▸ Aufgaben:
[1] Gib aus dem Text über Gottes Volk den Teil wortgetreu aus, der mit den Worten beginnt, in denen „Gottes Volk“ steht, und mit „überhaupt zu verstehen.“ endet.
[2] Beantworte anhand des Textes über Gottes Volk diese Fragen:
(a) An welchem Tag fiel die Mauer?
(b) Seit welchem Datum war Deutschland zweigeteilt?
(c) Wer hat in den frühesten Zeiten der christlichen Kirche „Wir sind das Volk!“ gemeint?

▸ Textauszug:
<<<<

Hat denn Gott sein Volk verstoßen? Das sei ferne!
Gottes Volk
Liebe Leserinnen & Leser,
»Wir sind das Volk!« haben Hunderttausende vor nun schon fast 32 Jahren in der damaligen DDR begeistert gerufen. Damit begann die Wende. Die Mauer fiel am 09. November 1989 und knapp ein Jahr später, am 03. Oktober 1990, war das seit dem 13. August 1961 zweigeteilte Deutschland wieder vereint. Heute können sich das viele junge Menschen in unserem Land gar nicht mehr richtig vorstellen. Darum ist es gut, wenn wir an Geschichte erinnern, um unsere Geschichte überhaupt zu verstehen.
»Wir sind das Volk!«, haben auch immer wieder in den frühesten Zeiten der christlichen Kirche Christen gemeint, nachdem die Juden seinerzeit Jesus nicht als Christus anerkannt hatten.

>>>>

▸ Vorliegendes Material:
<<<<

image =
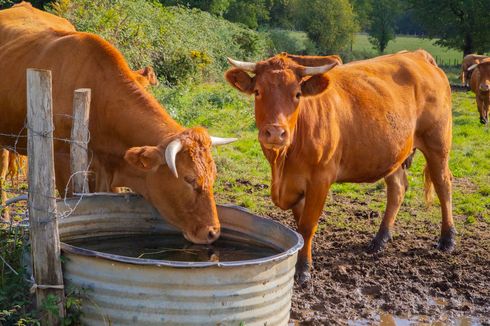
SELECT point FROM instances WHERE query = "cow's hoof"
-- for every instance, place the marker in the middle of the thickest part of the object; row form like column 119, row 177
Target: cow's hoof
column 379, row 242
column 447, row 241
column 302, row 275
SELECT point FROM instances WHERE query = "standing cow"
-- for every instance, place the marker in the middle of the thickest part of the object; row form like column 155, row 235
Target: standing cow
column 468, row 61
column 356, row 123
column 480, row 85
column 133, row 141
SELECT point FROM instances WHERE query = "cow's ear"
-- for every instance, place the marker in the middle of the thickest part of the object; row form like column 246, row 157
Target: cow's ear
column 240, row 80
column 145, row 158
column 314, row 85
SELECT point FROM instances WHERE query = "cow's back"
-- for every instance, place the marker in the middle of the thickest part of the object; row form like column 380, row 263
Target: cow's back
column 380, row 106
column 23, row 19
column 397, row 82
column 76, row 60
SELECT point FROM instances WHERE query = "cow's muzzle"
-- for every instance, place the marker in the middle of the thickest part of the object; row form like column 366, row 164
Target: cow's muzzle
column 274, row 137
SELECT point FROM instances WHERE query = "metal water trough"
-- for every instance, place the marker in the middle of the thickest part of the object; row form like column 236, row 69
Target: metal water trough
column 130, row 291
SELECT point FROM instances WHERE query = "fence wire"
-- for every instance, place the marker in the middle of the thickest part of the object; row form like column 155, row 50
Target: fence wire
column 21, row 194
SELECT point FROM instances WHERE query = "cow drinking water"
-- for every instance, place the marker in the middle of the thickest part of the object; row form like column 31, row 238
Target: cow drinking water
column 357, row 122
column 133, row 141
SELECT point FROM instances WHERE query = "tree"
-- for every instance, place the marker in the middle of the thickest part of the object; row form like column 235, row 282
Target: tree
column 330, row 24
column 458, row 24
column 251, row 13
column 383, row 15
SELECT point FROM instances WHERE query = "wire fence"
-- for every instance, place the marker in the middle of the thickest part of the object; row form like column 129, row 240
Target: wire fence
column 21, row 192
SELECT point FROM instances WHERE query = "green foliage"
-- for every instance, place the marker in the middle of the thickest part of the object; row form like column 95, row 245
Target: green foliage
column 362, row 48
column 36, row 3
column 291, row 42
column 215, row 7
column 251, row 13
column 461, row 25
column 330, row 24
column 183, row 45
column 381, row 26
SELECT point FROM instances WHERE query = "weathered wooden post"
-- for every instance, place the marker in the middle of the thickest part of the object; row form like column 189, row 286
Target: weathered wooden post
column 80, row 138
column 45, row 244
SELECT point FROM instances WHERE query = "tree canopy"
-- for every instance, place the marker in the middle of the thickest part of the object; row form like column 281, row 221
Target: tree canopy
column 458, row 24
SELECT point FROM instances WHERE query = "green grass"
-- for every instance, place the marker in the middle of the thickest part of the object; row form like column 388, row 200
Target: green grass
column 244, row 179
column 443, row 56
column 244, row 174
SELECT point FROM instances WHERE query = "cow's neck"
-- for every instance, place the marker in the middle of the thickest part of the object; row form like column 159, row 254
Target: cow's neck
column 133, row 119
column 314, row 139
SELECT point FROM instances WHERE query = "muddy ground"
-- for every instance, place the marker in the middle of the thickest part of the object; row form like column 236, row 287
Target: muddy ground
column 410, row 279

>>>>
<<<<

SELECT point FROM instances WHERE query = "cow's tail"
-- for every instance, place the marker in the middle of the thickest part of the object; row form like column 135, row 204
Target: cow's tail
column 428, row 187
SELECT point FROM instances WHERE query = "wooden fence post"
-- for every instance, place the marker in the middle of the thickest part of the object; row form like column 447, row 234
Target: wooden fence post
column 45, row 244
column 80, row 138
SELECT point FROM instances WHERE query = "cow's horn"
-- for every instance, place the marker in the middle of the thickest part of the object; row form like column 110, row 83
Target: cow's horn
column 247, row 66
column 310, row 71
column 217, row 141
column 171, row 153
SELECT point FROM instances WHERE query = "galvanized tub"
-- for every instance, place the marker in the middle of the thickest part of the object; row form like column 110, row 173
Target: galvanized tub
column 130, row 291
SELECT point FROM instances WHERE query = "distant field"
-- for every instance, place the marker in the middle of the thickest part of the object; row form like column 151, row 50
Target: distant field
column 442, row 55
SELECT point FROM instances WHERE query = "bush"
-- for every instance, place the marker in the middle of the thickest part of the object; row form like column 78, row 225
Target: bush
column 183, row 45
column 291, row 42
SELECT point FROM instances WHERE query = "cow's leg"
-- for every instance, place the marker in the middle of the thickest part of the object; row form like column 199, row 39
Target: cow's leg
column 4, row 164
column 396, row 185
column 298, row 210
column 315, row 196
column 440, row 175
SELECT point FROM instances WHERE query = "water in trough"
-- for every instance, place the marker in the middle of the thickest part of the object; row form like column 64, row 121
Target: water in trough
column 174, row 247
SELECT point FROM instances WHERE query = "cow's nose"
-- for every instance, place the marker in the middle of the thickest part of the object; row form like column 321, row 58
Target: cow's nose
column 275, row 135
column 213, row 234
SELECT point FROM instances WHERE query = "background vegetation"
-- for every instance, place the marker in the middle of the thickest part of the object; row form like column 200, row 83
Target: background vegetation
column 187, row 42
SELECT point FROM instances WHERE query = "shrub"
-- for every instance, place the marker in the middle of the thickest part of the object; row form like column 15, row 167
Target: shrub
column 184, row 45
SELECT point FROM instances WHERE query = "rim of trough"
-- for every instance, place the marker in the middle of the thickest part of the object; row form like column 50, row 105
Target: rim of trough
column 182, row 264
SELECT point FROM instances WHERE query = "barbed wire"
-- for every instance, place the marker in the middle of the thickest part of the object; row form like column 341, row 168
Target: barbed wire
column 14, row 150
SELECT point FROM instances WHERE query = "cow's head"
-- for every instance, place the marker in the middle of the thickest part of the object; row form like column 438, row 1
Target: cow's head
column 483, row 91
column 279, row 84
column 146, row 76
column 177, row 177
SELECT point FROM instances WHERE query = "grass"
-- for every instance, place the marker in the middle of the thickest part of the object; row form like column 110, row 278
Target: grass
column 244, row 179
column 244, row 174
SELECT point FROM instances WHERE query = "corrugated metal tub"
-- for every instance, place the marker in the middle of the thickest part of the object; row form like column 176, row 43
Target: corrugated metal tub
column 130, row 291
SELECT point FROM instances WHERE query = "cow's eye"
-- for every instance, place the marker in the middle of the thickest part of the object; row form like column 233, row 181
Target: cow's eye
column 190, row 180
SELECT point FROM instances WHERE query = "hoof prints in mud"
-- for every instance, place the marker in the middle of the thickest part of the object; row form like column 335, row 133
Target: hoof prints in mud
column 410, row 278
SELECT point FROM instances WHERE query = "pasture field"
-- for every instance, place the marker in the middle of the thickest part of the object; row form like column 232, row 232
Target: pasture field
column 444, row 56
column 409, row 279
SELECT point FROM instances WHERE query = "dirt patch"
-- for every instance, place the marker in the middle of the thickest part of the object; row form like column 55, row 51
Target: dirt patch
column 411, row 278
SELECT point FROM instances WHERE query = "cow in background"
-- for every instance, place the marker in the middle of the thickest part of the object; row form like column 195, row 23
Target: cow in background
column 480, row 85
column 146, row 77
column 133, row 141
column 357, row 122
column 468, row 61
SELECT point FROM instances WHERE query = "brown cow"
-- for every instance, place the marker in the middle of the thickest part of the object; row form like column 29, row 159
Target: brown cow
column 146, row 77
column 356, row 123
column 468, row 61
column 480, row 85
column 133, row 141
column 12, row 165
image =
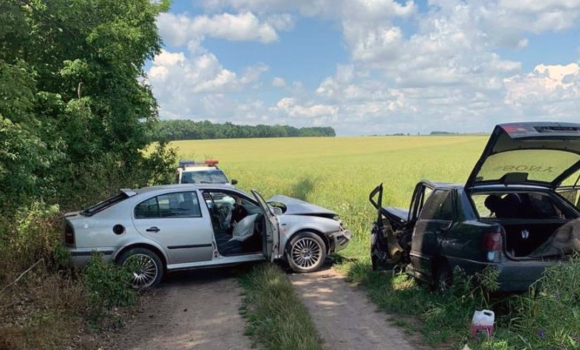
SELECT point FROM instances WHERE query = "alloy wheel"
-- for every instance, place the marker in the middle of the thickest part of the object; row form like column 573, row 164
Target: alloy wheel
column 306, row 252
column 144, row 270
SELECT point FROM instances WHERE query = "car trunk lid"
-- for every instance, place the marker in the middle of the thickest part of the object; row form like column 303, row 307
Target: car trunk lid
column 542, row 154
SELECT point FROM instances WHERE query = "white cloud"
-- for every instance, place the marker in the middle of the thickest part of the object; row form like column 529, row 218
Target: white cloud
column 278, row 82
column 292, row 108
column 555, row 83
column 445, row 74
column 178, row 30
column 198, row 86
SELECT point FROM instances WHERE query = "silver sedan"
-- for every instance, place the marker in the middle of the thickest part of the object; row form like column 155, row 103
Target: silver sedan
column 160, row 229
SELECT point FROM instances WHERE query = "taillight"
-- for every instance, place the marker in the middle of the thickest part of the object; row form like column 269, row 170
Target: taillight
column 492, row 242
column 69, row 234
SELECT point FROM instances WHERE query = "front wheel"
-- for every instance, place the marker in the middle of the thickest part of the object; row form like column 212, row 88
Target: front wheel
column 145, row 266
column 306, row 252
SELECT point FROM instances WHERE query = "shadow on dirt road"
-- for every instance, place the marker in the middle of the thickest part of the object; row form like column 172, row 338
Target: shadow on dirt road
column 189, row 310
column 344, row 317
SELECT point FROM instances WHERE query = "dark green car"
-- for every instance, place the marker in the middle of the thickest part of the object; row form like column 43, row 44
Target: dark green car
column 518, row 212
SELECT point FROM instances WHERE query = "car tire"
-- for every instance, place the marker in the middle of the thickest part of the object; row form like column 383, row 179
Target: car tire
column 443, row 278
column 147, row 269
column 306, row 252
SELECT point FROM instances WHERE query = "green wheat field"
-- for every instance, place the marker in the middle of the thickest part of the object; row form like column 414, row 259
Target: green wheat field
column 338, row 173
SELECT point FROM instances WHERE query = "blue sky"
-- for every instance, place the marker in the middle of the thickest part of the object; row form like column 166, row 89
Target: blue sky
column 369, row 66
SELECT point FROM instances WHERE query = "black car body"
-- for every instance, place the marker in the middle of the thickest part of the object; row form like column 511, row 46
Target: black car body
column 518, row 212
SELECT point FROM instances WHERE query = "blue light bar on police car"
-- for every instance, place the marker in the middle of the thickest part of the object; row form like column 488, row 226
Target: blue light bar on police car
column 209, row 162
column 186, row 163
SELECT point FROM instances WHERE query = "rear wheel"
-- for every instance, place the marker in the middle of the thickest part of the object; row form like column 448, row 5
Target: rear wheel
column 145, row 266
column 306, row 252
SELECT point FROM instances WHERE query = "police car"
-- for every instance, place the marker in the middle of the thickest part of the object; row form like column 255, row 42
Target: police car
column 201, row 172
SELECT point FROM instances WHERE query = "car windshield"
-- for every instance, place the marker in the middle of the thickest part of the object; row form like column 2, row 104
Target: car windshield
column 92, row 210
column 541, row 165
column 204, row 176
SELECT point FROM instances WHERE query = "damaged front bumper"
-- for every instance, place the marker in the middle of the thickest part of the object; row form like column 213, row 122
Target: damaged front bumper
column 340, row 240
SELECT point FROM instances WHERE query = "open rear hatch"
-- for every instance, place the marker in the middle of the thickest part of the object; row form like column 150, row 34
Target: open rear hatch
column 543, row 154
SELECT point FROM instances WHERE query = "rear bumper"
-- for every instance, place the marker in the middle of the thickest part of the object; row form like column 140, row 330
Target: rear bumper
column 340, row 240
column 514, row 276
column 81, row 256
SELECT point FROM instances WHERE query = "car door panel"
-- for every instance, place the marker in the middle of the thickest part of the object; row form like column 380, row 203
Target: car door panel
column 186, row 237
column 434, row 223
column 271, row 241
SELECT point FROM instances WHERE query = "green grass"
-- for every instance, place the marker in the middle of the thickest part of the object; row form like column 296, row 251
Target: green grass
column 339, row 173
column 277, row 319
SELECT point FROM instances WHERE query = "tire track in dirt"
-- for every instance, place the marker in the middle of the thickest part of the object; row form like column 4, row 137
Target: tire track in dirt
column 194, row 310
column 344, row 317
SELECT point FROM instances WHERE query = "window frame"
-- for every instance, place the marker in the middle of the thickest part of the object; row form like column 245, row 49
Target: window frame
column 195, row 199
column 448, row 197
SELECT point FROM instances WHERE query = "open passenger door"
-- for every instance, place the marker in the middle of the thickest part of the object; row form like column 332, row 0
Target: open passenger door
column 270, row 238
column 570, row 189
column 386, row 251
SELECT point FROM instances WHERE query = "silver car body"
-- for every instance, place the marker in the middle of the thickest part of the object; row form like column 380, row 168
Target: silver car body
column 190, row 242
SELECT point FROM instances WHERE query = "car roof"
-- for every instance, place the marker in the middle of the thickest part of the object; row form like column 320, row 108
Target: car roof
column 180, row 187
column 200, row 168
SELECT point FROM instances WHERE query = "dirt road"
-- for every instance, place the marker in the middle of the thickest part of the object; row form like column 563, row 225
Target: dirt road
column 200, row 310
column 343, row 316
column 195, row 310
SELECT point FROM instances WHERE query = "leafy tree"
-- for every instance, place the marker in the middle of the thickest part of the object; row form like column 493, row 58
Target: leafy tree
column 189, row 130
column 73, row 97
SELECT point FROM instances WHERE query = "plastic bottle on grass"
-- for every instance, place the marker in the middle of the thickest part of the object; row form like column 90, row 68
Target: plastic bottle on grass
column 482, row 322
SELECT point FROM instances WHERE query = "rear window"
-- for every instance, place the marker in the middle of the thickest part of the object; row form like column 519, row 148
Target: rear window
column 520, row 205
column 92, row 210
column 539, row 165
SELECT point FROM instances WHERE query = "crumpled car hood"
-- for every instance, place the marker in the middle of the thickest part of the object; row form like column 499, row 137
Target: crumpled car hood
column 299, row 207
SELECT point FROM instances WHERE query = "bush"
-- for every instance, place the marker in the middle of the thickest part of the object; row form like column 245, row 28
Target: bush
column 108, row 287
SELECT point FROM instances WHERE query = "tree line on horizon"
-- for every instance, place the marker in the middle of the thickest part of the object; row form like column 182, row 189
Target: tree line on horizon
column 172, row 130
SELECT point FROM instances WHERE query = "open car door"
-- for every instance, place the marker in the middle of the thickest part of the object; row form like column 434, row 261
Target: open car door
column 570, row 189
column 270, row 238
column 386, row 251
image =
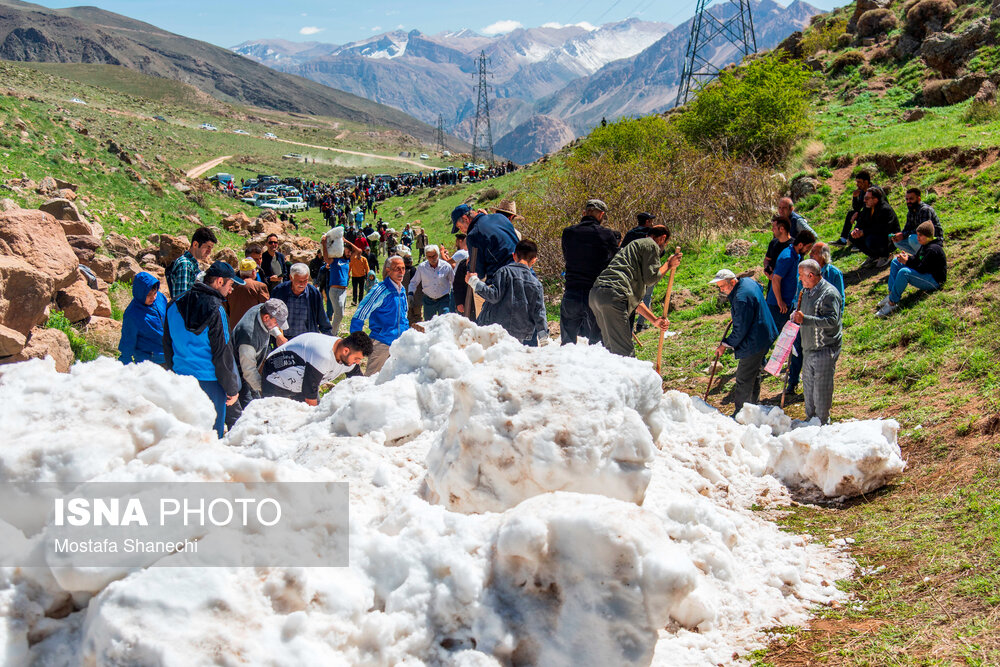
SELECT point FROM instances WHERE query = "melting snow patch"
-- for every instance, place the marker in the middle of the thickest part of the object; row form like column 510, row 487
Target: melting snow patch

>>>>

▸ Lösungen:
[1]
Gottes Volk
Liebe Leserinnen & Leser,
»Wir sind das Volk!« haben Hunderttausende vor nun schon fast 32 Jahren in der damaligen DDR begeistert gerufen. Damit begann die Wende. Die Mauer fiel am 09. November 1989 und knapp ein Jahr später, am 03. Oktober 1990, war das seit dem 13. August 1961 zweigeteilte Deutschland wieder vereint. Heute können sich das viele junge Menschen in unserem Land gar nicht mehr richtig vorstellen. Darum ist es gut, wenn wir an Geschichte erinnern, um unsere Geschichte überhaupt zu verstehen.

[2]
(a) Am 09. November 1989.
(b) Seit dem 13. August 1961.
(c) Christen.